**Material a processar**

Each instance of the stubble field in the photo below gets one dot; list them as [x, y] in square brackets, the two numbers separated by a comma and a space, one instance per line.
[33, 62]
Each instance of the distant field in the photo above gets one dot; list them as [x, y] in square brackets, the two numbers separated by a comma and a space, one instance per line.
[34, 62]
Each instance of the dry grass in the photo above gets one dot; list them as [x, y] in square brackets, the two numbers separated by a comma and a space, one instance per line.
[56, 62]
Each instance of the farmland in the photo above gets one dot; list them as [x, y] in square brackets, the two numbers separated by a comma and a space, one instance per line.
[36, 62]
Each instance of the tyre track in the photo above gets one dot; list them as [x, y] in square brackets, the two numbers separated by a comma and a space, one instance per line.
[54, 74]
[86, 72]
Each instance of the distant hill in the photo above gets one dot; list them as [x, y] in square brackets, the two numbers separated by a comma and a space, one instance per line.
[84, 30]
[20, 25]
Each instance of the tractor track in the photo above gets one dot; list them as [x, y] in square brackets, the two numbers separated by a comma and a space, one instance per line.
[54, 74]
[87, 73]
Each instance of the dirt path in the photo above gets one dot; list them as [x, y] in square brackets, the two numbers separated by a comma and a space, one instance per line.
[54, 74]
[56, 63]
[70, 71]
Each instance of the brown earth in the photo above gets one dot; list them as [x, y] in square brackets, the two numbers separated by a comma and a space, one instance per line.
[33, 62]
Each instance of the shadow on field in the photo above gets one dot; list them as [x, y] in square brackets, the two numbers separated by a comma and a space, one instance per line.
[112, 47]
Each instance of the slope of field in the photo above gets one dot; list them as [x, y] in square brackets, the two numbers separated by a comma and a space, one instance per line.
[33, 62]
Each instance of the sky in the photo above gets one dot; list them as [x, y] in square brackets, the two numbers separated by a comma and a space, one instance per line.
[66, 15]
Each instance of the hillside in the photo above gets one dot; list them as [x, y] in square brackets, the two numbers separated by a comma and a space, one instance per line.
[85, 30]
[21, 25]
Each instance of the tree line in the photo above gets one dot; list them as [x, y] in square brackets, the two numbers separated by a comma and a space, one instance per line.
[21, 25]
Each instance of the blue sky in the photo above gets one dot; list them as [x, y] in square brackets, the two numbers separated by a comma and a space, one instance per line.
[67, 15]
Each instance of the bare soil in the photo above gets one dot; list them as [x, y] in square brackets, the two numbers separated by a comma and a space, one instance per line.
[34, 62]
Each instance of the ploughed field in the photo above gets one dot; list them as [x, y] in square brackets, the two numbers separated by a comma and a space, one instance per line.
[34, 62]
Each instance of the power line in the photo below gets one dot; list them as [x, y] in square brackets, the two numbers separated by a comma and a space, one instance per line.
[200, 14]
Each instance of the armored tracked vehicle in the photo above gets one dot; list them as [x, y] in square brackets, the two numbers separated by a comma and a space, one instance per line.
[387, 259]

**O que se pede**
Transforme em lista numerada tudo o que vai da linha que contém "Each instance of the armored" até o fim do material acima, incluindo essa linha e deixando de fora as linhas em branco.

**Resposta**
1. Each instance of the armored tracked vehicle in the photo above gets one dot; list them as [x, y] in square brackets, the two numbers separated by a comma and a space, one instance per line.
2. [387, 259]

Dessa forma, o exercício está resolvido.